| Textauszug |
Berufsberaterin Monika Baertsch fasst ihre Beobachtungen zusammen: «Für viele ist die Berufswahl sehr spannend, mal etwas völlig anderes als die Schule. Manche entdecken dabei ganz andere, bisher verborgene Fähigkeiten und freuen sich darauf, alles auszuprobieren und kennenzulernen. Für andere wiederum ist die Berufswahl mit grossem Stress verbunden, vor allem dann, wenn sie noch sehr unsicher sind, was sie wirklich interessiert.» Die Berufsberaterin, die in Uster und Umgebung arbeitet, fährt fort, dass die Berufswahl gerade für jene Jugendlichen belastend sei, die sie sehr ernst nehmen. «Sie setzen sich selber unter Druck, dass ihre Entscheidung richtig, gar perfekt sein muss.»

| Ausgewählte Einträge |
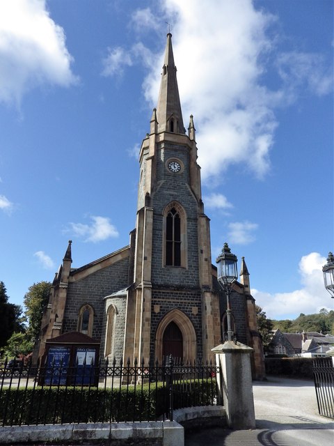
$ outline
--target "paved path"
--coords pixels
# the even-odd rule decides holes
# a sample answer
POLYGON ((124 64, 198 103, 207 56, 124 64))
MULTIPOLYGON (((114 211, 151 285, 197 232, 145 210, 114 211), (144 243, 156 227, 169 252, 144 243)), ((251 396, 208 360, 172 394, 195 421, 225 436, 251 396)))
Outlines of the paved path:
POLYGON ((256 429, 186 433, 185 446, 334 446, 334 422, 319 415, 312 381, 269 377, 253 394, 256 429))

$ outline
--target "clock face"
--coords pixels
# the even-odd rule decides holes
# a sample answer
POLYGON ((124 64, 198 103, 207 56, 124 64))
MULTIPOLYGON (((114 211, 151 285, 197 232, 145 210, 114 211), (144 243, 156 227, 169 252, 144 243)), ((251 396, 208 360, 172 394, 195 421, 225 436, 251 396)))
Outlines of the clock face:
POLYGON ((177 161, 170 161, 168 162, 168 169, 171 172, 180 172, 181 166, 177 161))

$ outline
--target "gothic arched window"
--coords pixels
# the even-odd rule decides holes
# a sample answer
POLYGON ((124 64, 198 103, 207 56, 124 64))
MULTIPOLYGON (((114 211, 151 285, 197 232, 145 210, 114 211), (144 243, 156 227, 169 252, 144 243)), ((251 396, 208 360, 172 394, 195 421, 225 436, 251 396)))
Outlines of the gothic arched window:
POLYGON ((94 311, 90 305, 86 305, 81 307, 79 312, 78 332, 92 336, 93 316, 94 311))
POLYGON ((112 355, 113 351, 115 316, 116 311, 113 305, 110 305, 106 312, 106 333, 104 356, 112 355))
POLYGON ((170 203, 164 214, 164 264, 166 266, 186 266, 186 218, 177 203, 170 203))

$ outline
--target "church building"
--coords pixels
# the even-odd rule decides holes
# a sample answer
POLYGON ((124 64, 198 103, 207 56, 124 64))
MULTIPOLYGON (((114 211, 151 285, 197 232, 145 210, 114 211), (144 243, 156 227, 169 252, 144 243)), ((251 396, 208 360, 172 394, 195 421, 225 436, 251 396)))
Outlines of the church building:
MULTIPOLYGON (((100 344, 100 357, 161 362, 214 360, 223 342, 226 297, 212 263, 209 219, 201 195, 196 130, 184 126, 172 48, 167 43, 157 109, 139 153, 136 228, 129 244, 72 268, 72 242, 54 277, 41 326, 47 339, 79 332, 100 344)), ((234 332, 254 349, 253 377, 264 375, 255 300, 244 259, 230 296, 234 332)))

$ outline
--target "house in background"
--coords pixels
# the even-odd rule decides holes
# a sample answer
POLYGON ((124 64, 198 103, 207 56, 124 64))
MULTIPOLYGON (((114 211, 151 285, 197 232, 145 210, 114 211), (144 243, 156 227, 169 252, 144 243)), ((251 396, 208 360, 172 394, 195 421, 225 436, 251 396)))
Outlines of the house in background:
POLYGON ((273 331, 273 338, 267 349, 269 355, 287 356, 326 355, 334 346, 334 336, 317 332, 283 333, 280 330, 273 331))

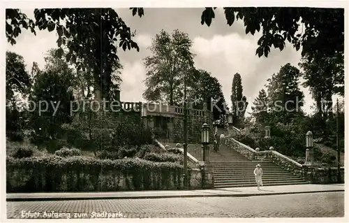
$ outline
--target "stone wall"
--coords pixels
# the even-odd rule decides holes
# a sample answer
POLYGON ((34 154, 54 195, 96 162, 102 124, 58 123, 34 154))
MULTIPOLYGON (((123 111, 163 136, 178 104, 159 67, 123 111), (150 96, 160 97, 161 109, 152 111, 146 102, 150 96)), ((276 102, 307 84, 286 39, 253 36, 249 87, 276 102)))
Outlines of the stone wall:
MULTIPOLYGON (((182 171, 149 174, 121 173, 107 171, 55 173, 47 180, 47 173, 28 168, 6 170, 6 192, 116 192, 129 190, 163 190, 183 189, 182 171), (164 175, 165 173, 165 175, 164 175)), ((189 171, 189 187, 202 187, 202 173, 199 169, 189 171)))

| Kurze Aufgabe |
Beantworte diese Fragen zum Text zur Berufswahl jeweils kurz:
1. In welcher Gegend arbeitet die Berufsberaterin?
2. Was entdecken manche Jugendliche bei der Berufswahl?
3. Für welche Jugendlichen ist die Berufswahl laut ihr besonders belastend?
Die Einträge haben mit dem Text zur Berufswahl nichts zu tun.

| Schriftliche Lösung |
1. In Uster und Umgebung.
2. Ganz andere, bisher verborgene Fähigkeiten.
3. Für jene, die die Berufswahl sehr ernst nehmen.